START Records for this task

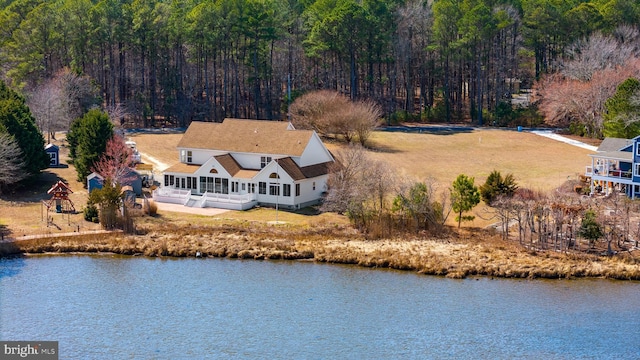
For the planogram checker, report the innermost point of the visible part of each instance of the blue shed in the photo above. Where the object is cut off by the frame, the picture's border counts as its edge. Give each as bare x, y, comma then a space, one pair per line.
94, 181
54, 154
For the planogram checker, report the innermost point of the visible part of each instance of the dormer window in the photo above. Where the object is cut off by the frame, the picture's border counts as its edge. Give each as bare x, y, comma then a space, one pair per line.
186, 156
264, 160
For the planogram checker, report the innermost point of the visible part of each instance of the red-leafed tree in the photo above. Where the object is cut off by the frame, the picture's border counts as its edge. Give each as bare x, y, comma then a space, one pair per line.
116, 161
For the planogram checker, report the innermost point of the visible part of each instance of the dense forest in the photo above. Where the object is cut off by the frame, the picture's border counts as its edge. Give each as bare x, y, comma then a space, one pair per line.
168, 62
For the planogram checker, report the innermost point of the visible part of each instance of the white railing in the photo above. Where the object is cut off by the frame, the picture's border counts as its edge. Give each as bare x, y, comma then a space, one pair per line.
605, 171
228, 198
170, 195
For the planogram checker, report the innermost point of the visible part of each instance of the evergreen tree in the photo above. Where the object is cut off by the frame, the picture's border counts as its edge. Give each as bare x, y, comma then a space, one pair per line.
496, 185
590, 229
17, 121
464, 197
89, 135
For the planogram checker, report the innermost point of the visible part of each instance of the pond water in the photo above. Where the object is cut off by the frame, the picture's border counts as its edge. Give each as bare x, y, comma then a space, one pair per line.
113, 307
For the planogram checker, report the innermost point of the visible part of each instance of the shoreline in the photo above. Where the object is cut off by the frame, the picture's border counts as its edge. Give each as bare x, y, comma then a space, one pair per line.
460, 256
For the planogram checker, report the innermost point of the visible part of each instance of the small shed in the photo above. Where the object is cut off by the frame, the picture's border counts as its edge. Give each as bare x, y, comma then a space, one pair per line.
54, 154
94, 181
132, 178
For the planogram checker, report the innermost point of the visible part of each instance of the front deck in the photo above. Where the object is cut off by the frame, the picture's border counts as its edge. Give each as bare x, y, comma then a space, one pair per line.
221, 201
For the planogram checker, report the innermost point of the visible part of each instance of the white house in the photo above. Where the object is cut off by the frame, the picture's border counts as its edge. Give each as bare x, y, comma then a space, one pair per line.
238, 164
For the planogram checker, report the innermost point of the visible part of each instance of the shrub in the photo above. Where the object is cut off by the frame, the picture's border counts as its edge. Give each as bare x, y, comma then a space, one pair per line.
90, 212
150, 207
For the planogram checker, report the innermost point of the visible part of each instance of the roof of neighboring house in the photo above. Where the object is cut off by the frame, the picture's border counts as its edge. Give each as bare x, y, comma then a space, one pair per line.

END Records for this task

- [Problem details]: Leave out the pictures and copy every record above exactly.

- [Result of this task]:
For the planogram checker, report the innermost point of the visible part of each instance of the blue shed in the photo above. Where the object is cut off by the frame, the picture's border counts as its edge. Give each as bare x, y, comma then a space, one pair per line.
94, 181
54, 154
For the planogram checker, report the innermost point of the visible part of each instance of the dormer window in the photo above. Where the object is cut off by the frame, the picture's border counts as its edge. Give each as bare x, y, comma then a space, one pair per line.
186, 156
264, 160
For the planogram checker, report the innermost point of the visible part of each instance of the red-leafed tree in the photo above. Where the object is cut off by the frame, the picture's border counts as its edge. Give each as bare x, y, comma then a space, one pair per line.
116, 161
For the planogram checker, report the innermost point of the visible part of each instance of the dense forest in the photo above. Where the object is cut off by the frame, the picture's border counts as its edge. Give each as bare x, y, comma then a space, one pair per line.
168, 62
For the planogram checker, report the innermost point of the visible part of each instance of the white railing in the photo above. Where the object is cut off by the frame, the picture's border counts as its edge. Give each as bare x, y, comma then a space, one pair per line.
605, 171
228, 198
170, 195
For the planogram checker, report the innermost point of the visible part of each instance of the evergreen tree in the photo above. Where the object is cut off by the frame, the picture's border counts as its edge. Give each as bare x, y, comma then a space, one pair per line.
496, 185
590, 229
17, 121
464, 197
89, 135
For the planogram checker, report the innermost point of the visible part of each instance of the pond water in the photo above. Where the object is cut off by the frame, the picture's border counts as its edge. Give each as bare x, y, comma then a space, one pair per line.
113, 307
For the planogram checker, report the innermost point of the visible part of each instance of the shoreline in the photo above. Where the object is cut off by the frame, the picture's border counts as its edge. Give each as bare x, y, comma then a space, one pair per line.
460, 256
For the planogram checker, report the innermost point of the visible part of each instance of the small shed in the photo above. Where the object is cut off by the frame, the picture's border counts as its edge. Give each as bare x, y, comma then a space, one pair per line.
54, 154
94, 181
132, 178
For the planogram checker, report the innermost point of the visible part of each instance of the front deck in the photo above. Where the object is cut off by the frame, the picture's border counts as its edge. Give each as bare x, y, comma then a space, one pair per line.
221, 201
For the planogram checker, report the innermost point of the visible part of each instance of the white house in the photo above. Where the object is cut off by the frame, the picture's border counts as its edge. Give each as bare x, y, comma then a space, one pair per line.
238, 164
For the planogram checker, report the innermost point of the visible part of each instance of the shrub in the photo above. Where the object is cut off by the frame, the picture's border counts as its edge. Give each as bare x, y, comma then a space, one pair per line.
90, 212
150, 207
For the planogram checker, report the innermost point of the visible part of each instance of the roof of neighboring house in the photo above. Where the object is cut off by the frame, the picture's border counts as its edge. Give each as bare x, y, comma then a space, one pair per line.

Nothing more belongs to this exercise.